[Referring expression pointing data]

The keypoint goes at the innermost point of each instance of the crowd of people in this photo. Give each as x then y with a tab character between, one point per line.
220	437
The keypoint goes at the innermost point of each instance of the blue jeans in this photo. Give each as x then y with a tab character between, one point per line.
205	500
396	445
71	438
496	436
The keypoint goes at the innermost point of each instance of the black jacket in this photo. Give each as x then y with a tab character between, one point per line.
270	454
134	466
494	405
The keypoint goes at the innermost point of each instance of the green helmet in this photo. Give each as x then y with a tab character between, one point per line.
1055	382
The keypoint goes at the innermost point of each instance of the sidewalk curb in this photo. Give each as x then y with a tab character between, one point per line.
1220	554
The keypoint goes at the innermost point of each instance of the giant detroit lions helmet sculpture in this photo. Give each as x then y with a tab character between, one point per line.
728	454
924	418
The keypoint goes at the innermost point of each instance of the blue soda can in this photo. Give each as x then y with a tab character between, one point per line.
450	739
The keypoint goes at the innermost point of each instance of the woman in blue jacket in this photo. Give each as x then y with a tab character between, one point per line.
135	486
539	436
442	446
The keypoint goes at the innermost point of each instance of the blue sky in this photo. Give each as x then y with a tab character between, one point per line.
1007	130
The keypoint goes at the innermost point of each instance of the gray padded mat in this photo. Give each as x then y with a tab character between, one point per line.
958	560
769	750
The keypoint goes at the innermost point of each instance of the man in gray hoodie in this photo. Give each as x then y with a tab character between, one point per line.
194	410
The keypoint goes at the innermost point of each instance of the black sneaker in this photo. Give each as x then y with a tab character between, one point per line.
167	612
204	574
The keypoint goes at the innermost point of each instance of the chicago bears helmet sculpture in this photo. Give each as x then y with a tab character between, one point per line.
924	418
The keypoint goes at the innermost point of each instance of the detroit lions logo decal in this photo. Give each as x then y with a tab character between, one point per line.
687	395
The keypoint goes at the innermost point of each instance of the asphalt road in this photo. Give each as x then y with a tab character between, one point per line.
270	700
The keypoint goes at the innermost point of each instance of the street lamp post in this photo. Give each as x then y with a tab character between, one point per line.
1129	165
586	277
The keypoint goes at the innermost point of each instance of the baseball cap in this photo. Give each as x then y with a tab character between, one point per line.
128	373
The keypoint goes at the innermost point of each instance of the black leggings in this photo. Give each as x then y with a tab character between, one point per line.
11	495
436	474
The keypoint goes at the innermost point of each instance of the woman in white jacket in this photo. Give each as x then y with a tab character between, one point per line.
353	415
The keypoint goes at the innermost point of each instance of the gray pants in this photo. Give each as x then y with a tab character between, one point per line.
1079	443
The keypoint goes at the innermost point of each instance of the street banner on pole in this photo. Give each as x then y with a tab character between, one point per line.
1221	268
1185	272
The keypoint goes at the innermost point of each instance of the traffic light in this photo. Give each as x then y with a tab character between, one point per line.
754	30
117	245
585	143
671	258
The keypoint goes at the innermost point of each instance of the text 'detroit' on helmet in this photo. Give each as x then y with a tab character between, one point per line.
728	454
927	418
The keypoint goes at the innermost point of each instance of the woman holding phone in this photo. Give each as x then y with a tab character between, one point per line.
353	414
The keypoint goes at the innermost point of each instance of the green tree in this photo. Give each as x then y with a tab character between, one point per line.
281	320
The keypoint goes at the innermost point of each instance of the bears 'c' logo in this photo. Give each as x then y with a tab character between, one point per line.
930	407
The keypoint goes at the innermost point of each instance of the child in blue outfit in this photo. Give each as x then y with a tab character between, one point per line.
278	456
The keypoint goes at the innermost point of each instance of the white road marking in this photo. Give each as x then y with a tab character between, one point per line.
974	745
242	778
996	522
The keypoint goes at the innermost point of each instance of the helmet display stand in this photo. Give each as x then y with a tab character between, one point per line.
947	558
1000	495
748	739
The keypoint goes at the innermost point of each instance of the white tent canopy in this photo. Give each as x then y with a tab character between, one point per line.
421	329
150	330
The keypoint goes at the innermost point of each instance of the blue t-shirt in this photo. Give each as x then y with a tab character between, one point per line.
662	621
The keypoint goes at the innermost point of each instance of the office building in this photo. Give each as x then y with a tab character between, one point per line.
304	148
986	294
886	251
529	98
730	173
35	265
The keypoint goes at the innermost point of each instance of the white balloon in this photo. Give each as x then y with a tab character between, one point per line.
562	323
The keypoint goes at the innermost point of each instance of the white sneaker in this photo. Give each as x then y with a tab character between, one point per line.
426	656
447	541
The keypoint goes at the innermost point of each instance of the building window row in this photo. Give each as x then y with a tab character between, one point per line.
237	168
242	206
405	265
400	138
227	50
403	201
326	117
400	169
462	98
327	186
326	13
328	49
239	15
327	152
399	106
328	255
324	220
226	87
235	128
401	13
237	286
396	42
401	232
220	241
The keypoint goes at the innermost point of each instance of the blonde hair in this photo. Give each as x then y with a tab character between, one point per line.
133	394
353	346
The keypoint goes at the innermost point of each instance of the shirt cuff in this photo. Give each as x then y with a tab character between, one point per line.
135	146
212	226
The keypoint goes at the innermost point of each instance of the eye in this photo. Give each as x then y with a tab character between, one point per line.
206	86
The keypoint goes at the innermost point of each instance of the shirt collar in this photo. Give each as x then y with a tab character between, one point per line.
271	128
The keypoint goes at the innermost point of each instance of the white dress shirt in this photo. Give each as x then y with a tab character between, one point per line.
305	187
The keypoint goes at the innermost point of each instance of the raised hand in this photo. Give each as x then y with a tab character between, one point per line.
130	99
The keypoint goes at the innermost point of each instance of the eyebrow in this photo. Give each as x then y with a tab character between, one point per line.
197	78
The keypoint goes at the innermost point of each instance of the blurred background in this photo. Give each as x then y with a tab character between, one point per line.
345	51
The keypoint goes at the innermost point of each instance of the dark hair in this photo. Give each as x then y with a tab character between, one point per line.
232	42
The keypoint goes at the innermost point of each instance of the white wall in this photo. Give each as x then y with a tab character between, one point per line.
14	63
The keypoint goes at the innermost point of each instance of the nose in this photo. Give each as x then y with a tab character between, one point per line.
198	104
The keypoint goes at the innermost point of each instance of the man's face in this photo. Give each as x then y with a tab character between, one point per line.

**To do**: Restate each record above exactly, leaving nothing out.

**Result of this exercise**:
The keypoint goes at the innermost point of each instance of the crowd of people in this photo. Give each as x then y with a tab character between, one point per line.
220	437
The keypoint goes at the innermost point of each instance of the blue jeans in this photo. Give each as x then y with a tab character between, one point per line.
205	500
396	445
71	438
496	436
The keypoint goes at the innermost point of each instance of the black jacket in this photo. Give each as x then y with a tab character between, one point per line.
270	454
134	466
494	405
The keypoint goes at the innermost point of each instance of the green helmet in this photo. Give each as x then y with a tab character between, one point per line.
1055	382
The keypoint goes at the innermost point of each instance of the sidewalk curb in this photo. Give each as x then y with a tab character between, one point per line.
1220	554
The keypoint goes at the innermost point of each instance of the giant detroit lions helmet sculpture in this photo. Give each as x then y with a tab character between, one point per line.
728	454
924	418
The keypoint goes at the innermost point of each instance of the blue soda can in this photo. Give each as x then y with a tab character between, one point per line.
450	739
The keypoint goes at the innermost point of each instance of the woman in blue jacket in this photo. Give each as x then y with a tab character between, one point per line.
135	486
539	436
442	446
The keypoint goes at the innermost point of each instance of the blue sky in this photo. Give each as x then y with a tab character between, one point per line.
1007	130
The keypoint goes at the innermost point of each instance of the gray padded mat in this photo. Give each as x then y with a tab character between, one point per line.
958	560
769	750
The keypoint goes at the innermost point of each instance of the man in gray hoodie in this photo. Give each as x then y with a tab character between, one point per line.
194	410
The keypoint goes at the innermost point of each instance of the black sneaker in this photo. Give each as x then y with a tab character between, one point per line.
167	612
204	574
The keypoint goes at the innermost point of each instance of the chicago bears helmet sculpture in this photo. Give each as x then y with a tab character between, one point per line.
924	418
The keypoint goes at the innermost point of each instance of the detroit lions logo decal in this photo. Give each as x then y with a tab character between, one point per line.
687	395
The keypoint goes at the innermost point of each instance of the asphalt road in this photo. Give each as x then y with a tab character between, one point per line.
270	700
The keypoint goes at the innermost point of each instance of the street lamp post in this photo. Give each as x then y with a tab character between, one point per line.
1129	165
586	277
The keypoint goes at the innermost point of each instance of the baseball cap in this photo. Give each as x then y with a tab character between, one point per line.
128	373
The keypoint goes at the innermost point of each instance of the black leggings in this photo. Give each as x then y with a tab character between, one point per line.
11	495
436	474
The keypoint goes at the innermost point of each instance of the woman in white jacket in this photo. Give each as x then y with a tab character between, one point per line.
353	415
The keypoint goes at the innermost point of each instance of the gray pants in this photo. Give each as x then y with a tab character between, one point per line.
1079	443
The keypoint goes at the innermost point of each instance of the street banner on pole in this photo. Give each as x then y with a tab character between, one point per line.
1221	268
1185	272
The keypoint goes at the innermost point of each instance of the traffic light in this photo. Give each as x then y with a tab character between, one point per line.
754	30
117	245
585	143
671	258
The keypoint goes at the innermost point of each instance of the text 'detroit' on helmet in this photo. Give each as x then y with a tab character between, one point per line.
728	454
927	418
The keypoint goes at the innermost point of each instance of the woman holding phone in this photo. Give each as x then y with a tab character between, one point per line.
353	414
The keypoint goes at the innermost point of each instance of the green tree in this photo. Give each as x then y with a tab character between, one point per line.
281	320
The keypoint goes at the innermost point of each instance of the bears 'c' logo in this photo. Give each as x then y with a tab character between, one point per line.
930	407
The keypoint goes at the innermost point of each instance of the child in blue outfit in this photo. Give each as x then y with a tab character between, one point per line.
278	456
The keypoint goes at the innermost point of each instance of the white road marking in this photo. Give each as x then y with a tab character between, one point per line.
974	745
242	778
996	522
The keypoint goes at the innermost point of each instance of the helmet display stand in this photo. Give each as x then y with a tab character between, one point per line.
947	558
1000	495
748	739
The keypoint goes at the innermost point of each instance of the white tent canopy in this photo. Give each as x then y with a tab character between, one point per line.
421	329
150	330
The keypoint goes at the innermost point of each instance of the blue t-shirt in this photo. Give each as x then y with a tab character between, one point per line.
662	621
The keypoint goes at the innermost point of each instance of the office building in this photo. Give each as x then y with a tab character between, one point per line.
304	148
986	294
886	251
529	98
730	173
35	265
The keypoint goes at the innermost point of each instance of the white balloon in this photo. Give each as x then y with a tab character between, one point per line.
562	323
The keypoint goes at the innermost point of each instance of the white sneaker in this photo. Give each as x then y with a tab character between, one point per line.
426	656
447	541
The keypoint goes at the innermost point of each instance of the building window row in this photo. Give each as x then y with a tab character between, one point per line.
237	168
242	206
405	265
400	138
227	50
403	201
326	117
400	169
462	98
327	186
326	13
328	49
239	15
327	152
399	106
328	255
324	220
226	87
235	128
401	13
237	286
396	42
401	232
220	241
The keypoint goes at the innermost point of each instance of the blonde hair in this photo. Give each as x then y with a tab character between, one point per line.
133	394
353	346
The keypoint goes at the innermost point of each instance of the shirt cuff in this photo. Give each as x then y with a tab character between, one point per line.
135	146
212	226
The keypoint goes at the innermost point of each instance of the eye in this photo. Give each as x then y with a tab character between, one point per line.
206	86
The keypoint goes at the innermost point of each instance of the shirt collar in this photo. Give each as x then y with a tab character between, one point per line.
271	128
The keypoint goes at the innermost point of each instance of the white dress shirt in this photo. Give each as x then y with a tab character between, one point per line.
305	187
The keypoint goes at the innermost point of each instance of the raised hand in this photo. Give each as x then y with a tab character between, one point per line.
130	99
The keypoint goes at the innermost point of each instance of the eyebrow in this photo. Give each as x then y with a tab character between, one point per line.
197	78
The keypoint goes at the innermost point of each instance of the blurred background in this photo. Give each as x then y with a tab character between, one point per line.
345	51
The keypoint goes at the innermost point of each instance of the dark hair in this photo. Give each as x then y with a tab character between, one point per line.
232	42
The keypoint goes at the innermost point of each instance of the white wall in this photo. Give each as x then y with a tab character between, one point per line.
14	63
The keypoint goes at the innermost point of each instance of the nose in this photo. Give each as x then y with a tab character between, one point per line.
198	104
The keypoint goes at the innermost point of each instance of the man's face in this photo. Give each as x then y with a tab character between, one point per line.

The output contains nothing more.